*REQUIRED WORK*. Insert as a numbered list the lines of the listing from the line holding "Find the deck" through the end of the listing, both ends included, with blank lines omitted.

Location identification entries
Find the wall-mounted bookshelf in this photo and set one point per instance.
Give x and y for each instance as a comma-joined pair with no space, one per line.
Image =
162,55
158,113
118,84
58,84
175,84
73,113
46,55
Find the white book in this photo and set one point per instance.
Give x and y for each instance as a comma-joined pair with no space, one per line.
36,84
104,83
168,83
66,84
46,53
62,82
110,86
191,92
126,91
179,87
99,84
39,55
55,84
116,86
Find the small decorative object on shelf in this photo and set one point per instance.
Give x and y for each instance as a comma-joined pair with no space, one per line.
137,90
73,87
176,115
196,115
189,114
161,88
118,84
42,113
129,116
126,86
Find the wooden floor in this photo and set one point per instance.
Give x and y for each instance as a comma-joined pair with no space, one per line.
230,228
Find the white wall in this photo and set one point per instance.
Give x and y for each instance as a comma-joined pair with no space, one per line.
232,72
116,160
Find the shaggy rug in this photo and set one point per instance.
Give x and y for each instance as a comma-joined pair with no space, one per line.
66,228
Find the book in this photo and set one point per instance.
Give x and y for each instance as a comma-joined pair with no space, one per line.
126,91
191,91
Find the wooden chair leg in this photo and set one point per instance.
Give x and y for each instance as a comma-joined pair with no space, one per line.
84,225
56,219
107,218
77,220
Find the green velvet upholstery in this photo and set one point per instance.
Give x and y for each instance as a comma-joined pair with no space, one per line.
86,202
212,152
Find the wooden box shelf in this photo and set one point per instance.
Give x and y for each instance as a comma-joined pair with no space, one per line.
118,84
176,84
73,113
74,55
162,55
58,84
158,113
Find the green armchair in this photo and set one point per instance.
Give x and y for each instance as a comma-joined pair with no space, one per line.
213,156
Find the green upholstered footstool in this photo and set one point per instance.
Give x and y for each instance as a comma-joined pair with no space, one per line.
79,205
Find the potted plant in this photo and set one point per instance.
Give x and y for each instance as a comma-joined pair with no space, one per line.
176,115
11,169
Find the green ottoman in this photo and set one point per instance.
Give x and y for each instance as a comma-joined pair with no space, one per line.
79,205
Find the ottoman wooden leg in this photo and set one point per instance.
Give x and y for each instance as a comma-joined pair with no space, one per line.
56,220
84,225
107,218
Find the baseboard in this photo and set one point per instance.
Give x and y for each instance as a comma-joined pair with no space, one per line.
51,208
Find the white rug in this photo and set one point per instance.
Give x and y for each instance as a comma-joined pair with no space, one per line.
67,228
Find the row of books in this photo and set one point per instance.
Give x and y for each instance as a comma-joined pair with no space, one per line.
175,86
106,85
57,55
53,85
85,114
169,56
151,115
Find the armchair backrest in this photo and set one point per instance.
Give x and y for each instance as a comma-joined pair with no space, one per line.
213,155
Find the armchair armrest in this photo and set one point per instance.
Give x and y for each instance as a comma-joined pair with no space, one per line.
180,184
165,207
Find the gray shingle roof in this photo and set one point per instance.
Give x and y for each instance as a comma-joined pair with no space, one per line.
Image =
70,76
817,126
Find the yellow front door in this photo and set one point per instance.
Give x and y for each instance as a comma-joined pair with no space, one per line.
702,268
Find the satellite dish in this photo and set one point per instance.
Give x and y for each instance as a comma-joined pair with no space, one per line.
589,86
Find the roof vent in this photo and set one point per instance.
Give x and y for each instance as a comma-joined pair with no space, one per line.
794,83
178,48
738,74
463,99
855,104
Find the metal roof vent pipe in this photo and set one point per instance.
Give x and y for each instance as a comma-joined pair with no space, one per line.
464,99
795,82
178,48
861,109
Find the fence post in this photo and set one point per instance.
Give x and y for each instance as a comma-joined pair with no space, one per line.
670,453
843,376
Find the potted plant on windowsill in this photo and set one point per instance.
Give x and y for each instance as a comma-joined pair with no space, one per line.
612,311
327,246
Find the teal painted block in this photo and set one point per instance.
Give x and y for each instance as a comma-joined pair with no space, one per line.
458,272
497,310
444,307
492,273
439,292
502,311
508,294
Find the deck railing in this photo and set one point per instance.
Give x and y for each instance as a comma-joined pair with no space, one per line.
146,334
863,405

*TASK ANSWER*.
1. Find the deck railing in this photo and set one point per instance.
2. Give x and y for each instance as a comma-joined pair with no space, one per line.
3. 146,334
4. 863,405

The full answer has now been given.